*Source material*
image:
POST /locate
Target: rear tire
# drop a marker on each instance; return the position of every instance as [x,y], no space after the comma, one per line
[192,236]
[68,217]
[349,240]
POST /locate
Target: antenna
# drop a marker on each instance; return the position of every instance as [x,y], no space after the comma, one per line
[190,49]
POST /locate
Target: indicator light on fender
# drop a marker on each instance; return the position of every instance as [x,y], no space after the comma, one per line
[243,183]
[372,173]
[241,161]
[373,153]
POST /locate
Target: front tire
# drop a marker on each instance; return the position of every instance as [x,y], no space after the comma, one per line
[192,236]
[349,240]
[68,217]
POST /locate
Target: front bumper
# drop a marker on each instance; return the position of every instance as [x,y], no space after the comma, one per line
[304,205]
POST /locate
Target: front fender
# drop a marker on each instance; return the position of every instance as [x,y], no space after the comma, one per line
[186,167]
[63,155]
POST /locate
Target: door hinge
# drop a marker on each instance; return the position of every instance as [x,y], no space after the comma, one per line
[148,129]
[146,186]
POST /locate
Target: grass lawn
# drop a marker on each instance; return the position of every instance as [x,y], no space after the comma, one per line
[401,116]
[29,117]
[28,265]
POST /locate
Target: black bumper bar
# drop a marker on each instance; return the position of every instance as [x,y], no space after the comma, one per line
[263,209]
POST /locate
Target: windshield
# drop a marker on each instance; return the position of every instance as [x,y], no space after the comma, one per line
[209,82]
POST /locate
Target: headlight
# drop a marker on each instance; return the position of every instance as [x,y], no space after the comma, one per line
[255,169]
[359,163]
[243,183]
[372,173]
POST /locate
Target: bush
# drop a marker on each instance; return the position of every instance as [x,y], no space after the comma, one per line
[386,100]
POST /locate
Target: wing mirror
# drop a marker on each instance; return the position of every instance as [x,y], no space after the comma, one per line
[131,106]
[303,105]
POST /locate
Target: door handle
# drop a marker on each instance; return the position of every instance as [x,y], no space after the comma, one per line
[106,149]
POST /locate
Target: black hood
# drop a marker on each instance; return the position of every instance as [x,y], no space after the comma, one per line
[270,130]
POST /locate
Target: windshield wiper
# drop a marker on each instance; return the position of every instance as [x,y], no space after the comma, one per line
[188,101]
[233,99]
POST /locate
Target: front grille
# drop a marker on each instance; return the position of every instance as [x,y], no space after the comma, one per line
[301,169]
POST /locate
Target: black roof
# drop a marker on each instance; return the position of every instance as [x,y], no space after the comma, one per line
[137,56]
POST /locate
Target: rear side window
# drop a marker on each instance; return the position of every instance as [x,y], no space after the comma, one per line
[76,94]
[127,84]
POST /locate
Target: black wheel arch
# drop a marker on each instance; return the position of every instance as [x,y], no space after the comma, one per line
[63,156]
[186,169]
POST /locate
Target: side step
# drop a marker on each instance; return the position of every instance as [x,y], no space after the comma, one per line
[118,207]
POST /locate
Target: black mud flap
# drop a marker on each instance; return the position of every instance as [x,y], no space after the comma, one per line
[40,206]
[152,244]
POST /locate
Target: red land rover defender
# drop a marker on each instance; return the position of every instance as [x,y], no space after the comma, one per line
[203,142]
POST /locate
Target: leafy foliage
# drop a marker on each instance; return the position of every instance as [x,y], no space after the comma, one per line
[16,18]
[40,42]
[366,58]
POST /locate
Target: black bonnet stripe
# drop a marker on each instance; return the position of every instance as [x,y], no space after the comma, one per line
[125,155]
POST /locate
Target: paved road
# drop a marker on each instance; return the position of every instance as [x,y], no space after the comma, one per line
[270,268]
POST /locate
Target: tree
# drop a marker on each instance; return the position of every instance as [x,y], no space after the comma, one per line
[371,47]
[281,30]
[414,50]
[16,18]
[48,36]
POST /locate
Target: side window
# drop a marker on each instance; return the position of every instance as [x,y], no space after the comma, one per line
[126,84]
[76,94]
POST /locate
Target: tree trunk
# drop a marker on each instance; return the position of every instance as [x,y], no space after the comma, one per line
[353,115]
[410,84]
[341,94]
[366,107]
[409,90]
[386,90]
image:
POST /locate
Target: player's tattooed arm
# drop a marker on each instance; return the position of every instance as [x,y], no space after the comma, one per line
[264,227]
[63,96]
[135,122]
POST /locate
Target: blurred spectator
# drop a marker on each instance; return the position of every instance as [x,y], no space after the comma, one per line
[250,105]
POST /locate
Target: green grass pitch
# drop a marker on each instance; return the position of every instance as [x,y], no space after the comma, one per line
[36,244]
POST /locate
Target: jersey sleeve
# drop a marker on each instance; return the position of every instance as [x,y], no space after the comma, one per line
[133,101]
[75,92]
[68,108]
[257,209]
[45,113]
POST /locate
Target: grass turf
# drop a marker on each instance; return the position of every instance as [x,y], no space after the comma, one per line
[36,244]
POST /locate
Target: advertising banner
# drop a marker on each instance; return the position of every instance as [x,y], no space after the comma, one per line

*What you have to do*
State how many lines in the entries above contain the word "door", counting only matches with the same capitalization. Give the number alone.

*Response below*
2